I think the case is closed, or it should be closed. But with firmly ingrained perceptions passed down from one generation of inflationist gold bugs to the next, you never know. Remember the old dismissive “gold is silver is copper is tin is oil is hogs” line from the 2003-2008 time frame? Probably not, but I remember it because it was me saying it against an army of inflationist commodity and resources bulls advising to buy gold, buy silver, buy oil… buy resources of all kinds to protect yourself from the evils of inflation!
As an interlude, here is a pleasant interaction I had with a reader (actually, the interaction was his in a comment to an article of mine, but you get the drift) during the 2016 gold sector launch that ultimately proved to be ill-fated by mid-year because… inflation.
I’m sick of internet d******s and the lying media and govt trying to tell me there’s no inflation! Inflation in the US is VERY HIGH. Its currently 8.3%, and has averaged 9.5% over the past 7 years.
Dude, the article was about why gold stocks do not benefit from inflation and why at that time the backdrop was positive (again, it degraded badly later in the year as inflation reared its head). Of course, there is inflation, all along the Continuum of deflationary macro signaling against which they routinely spray the stuff out of fire hoses, like now for example.
┄┄┄┄┄┄┄┄┄┄┄┄┄┄┄┄┄┄┄┄
- [QUESTIONS ON THE MATERIAL]:
a – Reproduce part of the commentary on gold and inflation word for word, beginning at the words "I’m sick of" and stopping after "now for example.".
b – Decide whether each statement agrees with the commentary on gold and inflation, answering yes or no and quoting the words from the commentary that settle it: (i) The reader's comment claims US inflation has averaged 9.5% over the past 7 years. (ii) In the 2003-2008 time frame, the writer was one of the bulls advising people to buy gold. (iii) The article the reader commented on argued that gold stocks benefit from inflation.
The rows that come next are not needed for this work.
┄┄┄┄┄┄┄┄┄┄┄┄┄┄┄┄┄┄┄┄
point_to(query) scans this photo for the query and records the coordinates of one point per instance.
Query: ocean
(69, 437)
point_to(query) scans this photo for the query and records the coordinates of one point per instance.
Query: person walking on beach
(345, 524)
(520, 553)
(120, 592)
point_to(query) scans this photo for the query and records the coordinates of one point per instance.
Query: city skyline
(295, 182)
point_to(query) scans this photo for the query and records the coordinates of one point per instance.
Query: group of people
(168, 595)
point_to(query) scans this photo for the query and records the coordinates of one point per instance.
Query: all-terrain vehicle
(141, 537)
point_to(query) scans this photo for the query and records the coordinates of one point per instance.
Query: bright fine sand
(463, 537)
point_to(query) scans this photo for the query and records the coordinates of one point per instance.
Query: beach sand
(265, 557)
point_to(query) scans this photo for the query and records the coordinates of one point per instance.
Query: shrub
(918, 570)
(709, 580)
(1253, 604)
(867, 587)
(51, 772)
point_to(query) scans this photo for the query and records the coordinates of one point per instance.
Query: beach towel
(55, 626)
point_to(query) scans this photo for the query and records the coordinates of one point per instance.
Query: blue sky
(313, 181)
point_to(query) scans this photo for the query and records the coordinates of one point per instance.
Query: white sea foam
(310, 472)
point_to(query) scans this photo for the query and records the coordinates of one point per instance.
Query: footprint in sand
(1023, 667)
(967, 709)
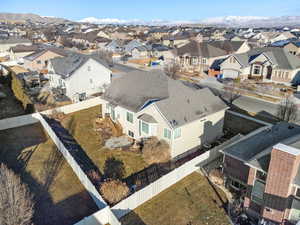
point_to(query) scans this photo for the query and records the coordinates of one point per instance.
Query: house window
(297, 192)
(167, 133)
(130, 134)
(261, 175)
(194, 60)
(113, 113)
(236, 185)
(257, 194)
(129, 117)
(145, 127)
(286, 75)
(256, 70)
(82, 96)
(177, 133)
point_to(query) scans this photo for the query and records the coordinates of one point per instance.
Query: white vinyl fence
(102, 217)
(148, 192)
(32, 118)
(72, 162)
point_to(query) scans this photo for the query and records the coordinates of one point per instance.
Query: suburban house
(199, 56)
(269, 64)
(152, 104)
(6, 44)
(20, 51)
(293, 47)
(265, 38)
(177, 40)
(39, 60)
(264, 167)
(116, 46)
(163, 52)
(141, 52)
(283, 36)
(78, 76)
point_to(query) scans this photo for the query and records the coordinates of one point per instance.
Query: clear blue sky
(154, 9)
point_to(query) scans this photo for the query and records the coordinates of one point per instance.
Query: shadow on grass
(47, 212)
(132, 219)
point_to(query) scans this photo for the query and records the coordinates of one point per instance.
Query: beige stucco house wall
(193, 135)
(40, 62)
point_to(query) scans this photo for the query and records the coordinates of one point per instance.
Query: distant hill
(227, 21)
(252, 21)
(29, 17)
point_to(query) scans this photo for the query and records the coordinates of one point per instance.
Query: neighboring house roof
(255, 148)
(42, 51)
(179, 104)
(228, 46)
(66, 66)
(217, 63)
(278, 56)
(203, 49)
(132, 44)
(14, 41)
(147, 118)
(160, 48)
(24, 48)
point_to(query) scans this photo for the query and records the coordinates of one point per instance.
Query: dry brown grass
(114, 190)
(156, 151)
(190, 201)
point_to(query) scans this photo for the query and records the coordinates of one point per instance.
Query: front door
(269, 72)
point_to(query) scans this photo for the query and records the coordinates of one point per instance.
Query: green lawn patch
(59, 196)
(191, 201)
(80, 125)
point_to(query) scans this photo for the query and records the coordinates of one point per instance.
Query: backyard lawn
(59, 196)
(9, 106)
(191, 201)
(80, 125)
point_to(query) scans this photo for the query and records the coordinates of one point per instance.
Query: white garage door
(230, 74)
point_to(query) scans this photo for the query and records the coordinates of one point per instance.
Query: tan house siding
(236, 169)
(39, 63)
(282, 170)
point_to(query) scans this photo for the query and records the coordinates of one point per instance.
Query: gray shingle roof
(65, 66)
(210, 48)
(136, 88)
(178, 103)
(41, 51)
(186, 104)
(255, 148)
(278, 56)
(14, 41)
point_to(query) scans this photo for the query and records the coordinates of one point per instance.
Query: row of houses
(264, 168)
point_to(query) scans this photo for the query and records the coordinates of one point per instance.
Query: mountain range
(29, 17)
(228, 21)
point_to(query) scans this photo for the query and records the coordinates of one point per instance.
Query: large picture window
(145, 127)
(177, 133)
(167, 133)
(129, 117)
(256, 70)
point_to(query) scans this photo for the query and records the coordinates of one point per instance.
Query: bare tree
(287, 110)
(171, 70)
(16, 205)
┄┄┄┄┄┄┄┄┄┄┄┄┄┄┄┄┄┄┄┄
- [OUTPUTS IN ORDER]:
a –
I’m sick of internet d******s and the lying media and govt trying to tell me there’s no inflation! Inflation in the US is VERY HIGH. Its currently 8.3%, and has averaged 9.5% over the past 7 years.
Dude, the article was about why gold stocks do not benefit from inflation and why at that time the backdrop was positive (again, it degraded badly later in the year as inflation reared its head). Of course, there is inflation, all along the Continuum of deflationary macro signaling against which they routinely spray the stuff out of fire hoses, like now for example.

b –
(i) Yes: "has averaged 9.5% over the past 7 years."
(ii) No: "it was me saying it against an army of inflationist commodity and resources bulls advising to buy gold"
(iii) No: "the article was about why gold stocks do not benefit from inflation"